> _Dataset_
━━━━━━━━
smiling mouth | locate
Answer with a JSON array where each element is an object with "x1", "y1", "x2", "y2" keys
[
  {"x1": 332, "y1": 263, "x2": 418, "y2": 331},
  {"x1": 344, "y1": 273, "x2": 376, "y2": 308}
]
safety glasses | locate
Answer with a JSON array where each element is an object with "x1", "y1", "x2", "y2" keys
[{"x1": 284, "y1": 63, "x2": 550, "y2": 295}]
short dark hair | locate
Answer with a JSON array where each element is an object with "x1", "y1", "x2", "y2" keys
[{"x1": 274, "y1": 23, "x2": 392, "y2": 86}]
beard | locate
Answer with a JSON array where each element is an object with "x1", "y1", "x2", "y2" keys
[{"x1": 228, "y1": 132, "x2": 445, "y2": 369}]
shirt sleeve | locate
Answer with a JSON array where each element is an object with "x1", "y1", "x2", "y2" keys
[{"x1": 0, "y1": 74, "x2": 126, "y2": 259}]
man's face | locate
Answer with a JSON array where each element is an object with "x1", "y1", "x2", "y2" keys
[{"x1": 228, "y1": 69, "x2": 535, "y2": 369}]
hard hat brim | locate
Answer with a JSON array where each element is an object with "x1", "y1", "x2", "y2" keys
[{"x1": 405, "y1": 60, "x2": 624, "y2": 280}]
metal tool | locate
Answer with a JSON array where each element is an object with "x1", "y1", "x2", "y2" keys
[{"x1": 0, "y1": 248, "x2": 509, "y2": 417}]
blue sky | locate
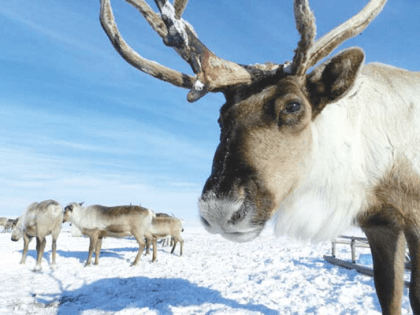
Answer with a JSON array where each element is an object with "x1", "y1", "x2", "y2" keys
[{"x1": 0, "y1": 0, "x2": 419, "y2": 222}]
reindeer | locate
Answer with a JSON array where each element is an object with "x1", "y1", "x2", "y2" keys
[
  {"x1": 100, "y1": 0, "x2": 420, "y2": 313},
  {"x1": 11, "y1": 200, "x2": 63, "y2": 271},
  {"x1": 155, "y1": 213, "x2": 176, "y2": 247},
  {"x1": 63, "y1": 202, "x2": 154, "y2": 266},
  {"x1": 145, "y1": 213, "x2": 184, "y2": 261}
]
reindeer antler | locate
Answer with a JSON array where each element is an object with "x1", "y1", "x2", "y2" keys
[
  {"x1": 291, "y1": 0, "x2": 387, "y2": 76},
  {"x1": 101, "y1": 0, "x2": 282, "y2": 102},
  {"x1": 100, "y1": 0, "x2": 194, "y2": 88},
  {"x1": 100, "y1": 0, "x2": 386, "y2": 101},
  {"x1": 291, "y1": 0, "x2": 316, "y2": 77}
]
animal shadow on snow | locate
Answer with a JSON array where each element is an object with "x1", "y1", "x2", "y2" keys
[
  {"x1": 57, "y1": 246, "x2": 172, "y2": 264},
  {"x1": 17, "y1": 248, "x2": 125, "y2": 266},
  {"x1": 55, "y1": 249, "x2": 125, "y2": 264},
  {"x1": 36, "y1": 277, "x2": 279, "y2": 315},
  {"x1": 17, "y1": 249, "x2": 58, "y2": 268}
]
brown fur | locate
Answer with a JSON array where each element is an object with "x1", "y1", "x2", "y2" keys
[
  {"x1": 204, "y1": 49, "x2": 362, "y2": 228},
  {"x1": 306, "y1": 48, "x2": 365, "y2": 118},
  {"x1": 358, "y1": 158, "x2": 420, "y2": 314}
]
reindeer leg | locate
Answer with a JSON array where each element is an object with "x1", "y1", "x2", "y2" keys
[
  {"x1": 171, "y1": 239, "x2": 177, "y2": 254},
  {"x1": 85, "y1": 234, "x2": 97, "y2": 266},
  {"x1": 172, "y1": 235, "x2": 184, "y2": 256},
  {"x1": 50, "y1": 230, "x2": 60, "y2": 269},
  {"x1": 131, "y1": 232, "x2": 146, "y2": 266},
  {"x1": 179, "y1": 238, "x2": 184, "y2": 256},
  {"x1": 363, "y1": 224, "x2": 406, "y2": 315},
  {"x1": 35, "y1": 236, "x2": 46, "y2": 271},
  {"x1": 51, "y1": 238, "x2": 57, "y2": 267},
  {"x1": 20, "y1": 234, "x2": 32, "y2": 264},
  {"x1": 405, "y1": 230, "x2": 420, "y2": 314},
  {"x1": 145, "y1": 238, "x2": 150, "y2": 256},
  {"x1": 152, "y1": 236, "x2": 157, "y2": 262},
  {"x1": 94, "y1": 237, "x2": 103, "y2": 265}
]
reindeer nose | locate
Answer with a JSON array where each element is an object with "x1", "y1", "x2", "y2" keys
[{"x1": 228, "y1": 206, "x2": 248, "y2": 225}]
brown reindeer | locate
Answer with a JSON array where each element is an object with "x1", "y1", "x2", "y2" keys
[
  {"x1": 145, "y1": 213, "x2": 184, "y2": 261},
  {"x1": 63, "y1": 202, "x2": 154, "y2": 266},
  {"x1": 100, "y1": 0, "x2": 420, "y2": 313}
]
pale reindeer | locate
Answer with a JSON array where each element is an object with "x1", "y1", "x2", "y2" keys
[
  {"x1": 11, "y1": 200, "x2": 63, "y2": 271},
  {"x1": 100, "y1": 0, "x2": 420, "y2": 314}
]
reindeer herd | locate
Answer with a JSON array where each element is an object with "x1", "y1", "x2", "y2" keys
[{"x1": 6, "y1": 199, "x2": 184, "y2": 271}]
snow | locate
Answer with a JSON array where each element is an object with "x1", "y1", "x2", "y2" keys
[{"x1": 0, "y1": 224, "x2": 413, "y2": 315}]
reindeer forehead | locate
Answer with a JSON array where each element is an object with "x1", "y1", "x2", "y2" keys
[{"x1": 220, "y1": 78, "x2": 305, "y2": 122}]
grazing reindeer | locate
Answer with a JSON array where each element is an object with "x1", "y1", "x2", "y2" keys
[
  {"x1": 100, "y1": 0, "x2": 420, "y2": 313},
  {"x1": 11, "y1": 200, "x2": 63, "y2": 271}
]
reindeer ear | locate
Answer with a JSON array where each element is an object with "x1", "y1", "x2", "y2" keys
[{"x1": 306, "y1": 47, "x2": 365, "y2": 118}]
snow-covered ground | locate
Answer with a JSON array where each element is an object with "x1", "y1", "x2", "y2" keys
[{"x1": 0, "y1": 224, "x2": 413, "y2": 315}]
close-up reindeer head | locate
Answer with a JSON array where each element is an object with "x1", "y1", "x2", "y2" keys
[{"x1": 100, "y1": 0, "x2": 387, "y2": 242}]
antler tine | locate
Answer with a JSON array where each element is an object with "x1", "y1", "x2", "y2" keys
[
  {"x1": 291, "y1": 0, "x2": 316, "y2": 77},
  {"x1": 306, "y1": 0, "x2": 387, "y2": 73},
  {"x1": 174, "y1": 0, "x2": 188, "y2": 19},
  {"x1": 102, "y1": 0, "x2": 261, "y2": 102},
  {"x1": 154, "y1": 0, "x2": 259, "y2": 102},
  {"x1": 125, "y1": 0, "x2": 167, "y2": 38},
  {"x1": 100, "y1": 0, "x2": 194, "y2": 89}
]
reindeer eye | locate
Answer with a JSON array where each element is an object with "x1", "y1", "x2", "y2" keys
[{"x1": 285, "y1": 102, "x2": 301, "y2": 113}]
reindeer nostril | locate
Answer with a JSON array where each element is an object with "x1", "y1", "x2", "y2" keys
━━━━━━━━
> _Work request_
Go through the data, and copy each line in which the word "antler" appears.

> _Answer section_
reindeer antler | locate
antler tine | locate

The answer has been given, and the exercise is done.